From the records below, extract every line that contains the word "arched". Treat uppercase and lowercase as distinct.

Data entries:
BEGIN

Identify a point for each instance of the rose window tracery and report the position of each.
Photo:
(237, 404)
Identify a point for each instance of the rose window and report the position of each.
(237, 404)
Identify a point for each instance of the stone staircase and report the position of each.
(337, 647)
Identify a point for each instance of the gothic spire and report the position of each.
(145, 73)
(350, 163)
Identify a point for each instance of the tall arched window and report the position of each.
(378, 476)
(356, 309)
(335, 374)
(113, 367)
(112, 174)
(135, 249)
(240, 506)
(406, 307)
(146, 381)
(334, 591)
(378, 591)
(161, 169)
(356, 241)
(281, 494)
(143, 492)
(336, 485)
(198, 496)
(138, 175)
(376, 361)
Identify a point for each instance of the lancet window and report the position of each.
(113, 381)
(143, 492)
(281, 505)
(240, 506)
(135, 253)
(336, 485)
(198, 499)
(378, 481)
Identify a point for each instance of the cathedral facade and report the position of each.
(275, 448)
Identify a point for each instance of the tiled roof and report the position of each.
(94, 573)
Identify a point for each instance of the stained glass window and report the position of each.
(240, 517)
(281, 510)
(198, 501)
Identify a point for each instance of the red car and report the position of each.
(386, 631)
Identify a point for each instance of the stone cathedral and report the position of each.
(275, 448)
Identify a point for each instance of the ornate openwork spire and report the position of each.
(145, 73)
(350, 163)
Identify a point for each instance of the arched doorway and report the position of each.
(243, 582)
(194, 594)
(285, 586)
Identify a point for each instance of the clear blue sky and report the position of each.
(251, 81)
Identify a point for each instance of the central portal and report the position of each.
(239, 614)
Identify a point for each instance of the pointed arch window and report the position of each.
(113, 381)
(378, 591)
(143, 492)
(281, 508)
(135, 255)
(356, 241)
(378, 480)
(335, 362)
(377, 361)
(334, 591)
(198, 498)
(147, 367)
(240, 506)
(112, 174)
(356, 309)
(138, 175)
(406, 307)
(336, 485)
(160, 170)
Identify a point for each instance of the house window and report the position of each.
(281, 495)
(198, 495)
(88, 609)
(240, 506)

END
BEGIN

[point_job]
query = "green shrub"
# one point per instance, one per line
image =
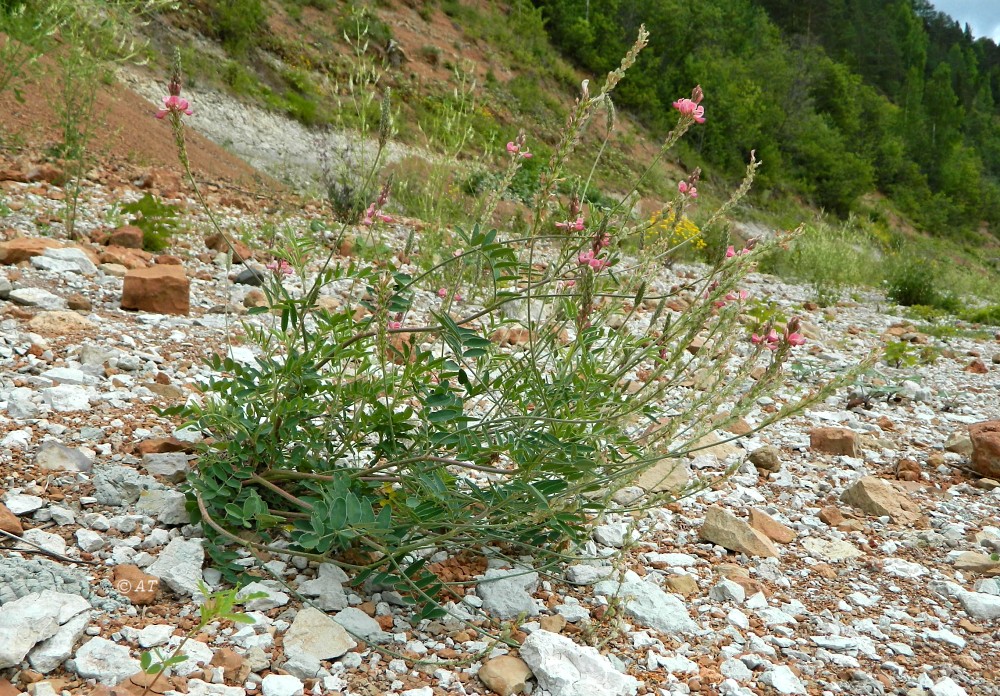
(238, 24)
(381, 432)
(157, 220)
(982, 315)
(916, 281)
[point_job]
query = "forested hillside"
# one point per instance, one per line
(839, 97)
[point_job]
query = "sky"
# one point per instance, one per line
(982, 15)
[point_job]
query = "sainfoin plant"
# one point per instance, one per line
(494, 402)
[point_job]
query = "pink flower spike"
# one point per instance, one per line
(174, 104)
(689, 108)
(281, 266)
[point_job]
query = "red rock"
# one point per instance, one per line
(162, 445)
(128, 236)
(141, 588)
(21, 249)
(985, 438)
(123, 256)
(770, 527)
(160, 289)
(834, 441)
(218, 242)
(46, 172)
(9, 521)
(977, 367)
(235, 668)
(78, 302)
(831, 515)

END

Right answer:
Identify a point for each instance of the tall arched window and report the position of each.
Identify a point for each instance of the arched doorway and report the position of each.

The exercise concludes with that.